- _The task_
All of the data, from the first line to the last, should be reproduced without alteration.

[Stored items]
★ ★ ★

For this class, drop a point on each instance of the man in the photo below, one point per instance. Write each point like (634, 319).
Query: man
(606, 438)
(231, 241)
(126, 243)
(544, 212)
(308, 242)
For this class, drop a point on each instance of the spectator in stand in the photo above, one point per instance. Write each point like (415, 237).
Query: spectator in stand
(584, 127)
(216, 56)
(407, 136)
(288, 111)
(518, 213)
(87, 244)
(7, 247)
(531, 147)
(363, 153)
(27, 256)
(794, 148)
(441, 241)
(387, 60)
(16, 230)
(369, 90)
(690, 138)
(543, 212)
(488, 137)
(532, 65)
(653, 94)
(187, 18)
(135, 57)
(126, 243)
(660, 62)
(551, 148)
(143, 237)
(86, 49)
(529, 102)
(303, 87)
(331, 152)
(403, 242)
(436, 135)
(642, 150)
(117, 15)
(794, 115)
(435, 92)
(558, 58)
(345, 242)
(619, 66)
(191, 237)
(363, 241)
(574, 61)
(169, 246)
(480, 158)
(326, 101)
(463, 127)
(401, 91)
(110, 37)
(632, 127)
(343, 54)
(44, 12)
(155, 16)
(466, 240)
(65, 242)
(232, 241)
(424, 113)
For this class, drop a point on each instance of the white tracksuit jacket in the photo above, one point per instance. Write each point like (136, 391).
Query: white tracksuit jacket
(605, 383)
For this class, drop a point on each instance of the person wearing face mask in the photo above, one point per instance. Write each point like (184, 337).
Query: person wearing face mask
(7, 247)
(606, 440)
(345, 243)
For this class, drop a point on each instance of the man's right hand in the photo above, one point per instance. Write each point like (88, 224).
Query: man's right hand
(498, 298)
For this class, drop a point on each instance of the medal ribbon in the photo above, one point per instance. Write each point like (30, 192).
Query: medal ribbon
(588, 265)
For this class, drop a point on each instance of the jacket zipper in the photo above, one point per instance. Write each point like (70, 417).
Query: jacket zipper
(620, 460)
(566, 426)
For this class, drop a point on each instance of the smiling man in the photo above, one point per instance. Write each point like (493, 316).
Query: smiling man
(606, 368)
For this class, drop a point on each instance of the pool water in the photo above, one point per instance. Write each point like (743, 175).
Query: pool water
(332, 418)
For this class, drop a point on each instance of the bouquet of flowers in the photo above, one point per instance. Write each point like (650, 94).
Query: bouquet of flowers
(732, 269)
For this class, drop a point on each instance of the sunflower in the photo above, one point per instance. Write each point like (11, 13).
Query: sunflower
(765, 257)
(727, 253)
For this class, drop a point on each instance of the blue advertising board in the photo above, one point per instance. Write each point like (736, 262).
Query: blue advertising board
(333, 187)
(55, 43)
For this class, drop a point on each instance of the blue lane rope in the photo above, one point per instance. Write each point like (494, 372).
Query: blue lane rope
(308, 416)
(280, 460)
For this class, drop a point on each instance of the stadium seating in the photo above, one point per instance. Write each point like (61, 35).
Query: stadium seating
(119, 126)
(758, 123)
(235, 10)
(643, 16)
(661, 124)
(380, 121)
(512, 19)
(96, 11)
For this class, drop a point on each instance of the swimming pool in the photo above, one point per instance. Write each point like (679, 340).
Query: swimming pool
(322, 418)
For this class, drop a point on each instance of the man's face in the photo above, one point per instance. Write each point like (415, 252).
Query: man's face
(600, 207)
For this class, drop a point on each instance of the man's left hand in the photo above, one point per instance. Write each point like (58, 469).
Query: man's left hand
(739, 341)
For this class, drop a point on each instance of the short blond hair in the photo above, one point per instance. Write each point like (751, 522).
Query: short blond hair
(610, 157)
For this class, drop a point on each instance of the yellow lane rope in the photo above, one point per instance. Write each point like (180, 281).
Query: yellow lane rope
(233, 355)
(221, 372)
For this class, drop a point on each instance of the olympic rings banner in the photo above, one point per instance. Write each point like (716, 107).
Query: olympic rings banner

★ ★ ★

- _Solution_
For this class, drop a point on each instance of the man in the photo below, one point per instance. Write each point like (634, 319).
Query: man
(606, 438)
(231, 241)
(126, 243)
(544, 212)
(308, 242)
For this class, drop a point on each instance of the spectator in stand in the photo above, one point per instance. Write each point like (415, 237).
Query: spectator in stand
(584, 127)
(216, 56)
(407, 136)
(288, 111)
(518, 213)
(87, 244)
(7, 247)
(531, 147)
(363, 153)
(27, 256)
(794, 148)
(441, 241)
(387, 60)
(16, 230)
(369, 90)
(690, 138)
(543, 212)
(488, 137)
(532, 65)
(653, 94)
(187, 18)
(135, 57)
(126, 243)
(660, 62)
(551, 148)
(143, 237)
(86, 49)
(529, 102)
(303, 87)
(331, 152)
(403, 242)
(436, 135)
(642, 150)
(117, 15)
(794, 115)
(435, 92)
(558, 58)
(345, 242)
(619, 66)
(191, 237)
(363, 241)
(574, 61)
(169, 246)
(480, 158)
(326, 101)
(463, 127)
(401, 91)
(110, 37)
(632, 127)
(343, 54)
(44, 12)
(155, 16)
(466, 240)
(65, 242)
(232, 241)
(424, 113)
For this class, drop a point on each instance of the white tracksuit jacket in the photo above, one point per instance. Write each point like (136, 391).
Query: white tracksuit jacket
(605, 383)
For this class, drop a point on each instance of the person wearing face mask in the photo above, one point per instance. Write each point like (184, 337).
Query: person wearing face mask
(7, 247)
(606, 440)
(345, 243)
For this class, drop a point on each instance of the man's right hand in the photo above, one point per instance. Write each point like (88, 224).
Query: man's right hand
(498, 298)
For this class, drop a point on each instance of the medal ribbon in the photo above, one point per instance. Write each point like (30, 192).
Query: medal ribbon
(588, 265)
For this class, drop a point on each instance of the jacket zipper in the photo above, one point per instance. Write each point like (70, 417).
Query: jacket zipper
(620, 460)
(566, 426)
For this class, drop a point on each instance of the smiling man in the photo above, one point per instance. Write each point like (493, 316).
Query: smiling man
(606, 368)
For this class, drop a point on each instance of the pool water in the photo above, one point per instance. Write each point like (743, 175).
Query: pool water
(332, 418)
For this class, drop a point on each instance of the bouquet of flowers in the photo above, one point per instance. Write each point like (650, 94).
Query: bouquet of flowers
(732, 269)
For this class, drop a point on each instance of the sunflower in the photo above, one point per instance. Write each point like (11, 13).
Query: sunflower
(765, 257)
(727, 253)
For this class, drop a point on each instance of the blue advertising board in the photo above, one point per instance. Write each point like (736, 262).
Query: blue advertising board
(333, 187)
(55, 43)
For this class, drop a point on each instance of the blue lane rope in the photo above, one point per instance. Write each point like (494, 372).
Query: blue lane rope
(308, 416)
(280, 460)
For this class, drop a point on each instance of the stadium seating in the photo above, one point per instance. Write each point like (61, 35).
Query: stadium seating
(119, 126)
(758, 123)
(235, 10)
(643, 16)
(661, 124)
(380, 121)
(512, 19)
(96, 11)
For this class, drop a point on each instance of the swimming pool in the photo above, one point per instance. Write each point like (679, 340).
Query: swimming pool
(322, 418)
For this class, drop a point on each instance of the man's face in the photo above, one point per instance. Write each point like (415, 252).
Query: man's face
(600, 207)
For this class, drop a point on each instance of the man's left hand in the photo above, one point per instance. Write each point like (58, 469).
Query: man's left hand
(739, 341)
For this class, drop a point on each instance of the short blond hair in the photo above, one point per instance. Write each point like (751, 522).
Query: short blond hair
(610, 157)
For this class, drop a point on each instance of the yellow lane rope in the photo above, one point per instance. Write each point like (180, 281).
Query: yellow lane rope
(233, 355)
(221, 372)
For this class, drop a point on each instance of the olympic rings banner in the photo above, one point per instance. Write each point like (716, 107).
Query: olympic rings banner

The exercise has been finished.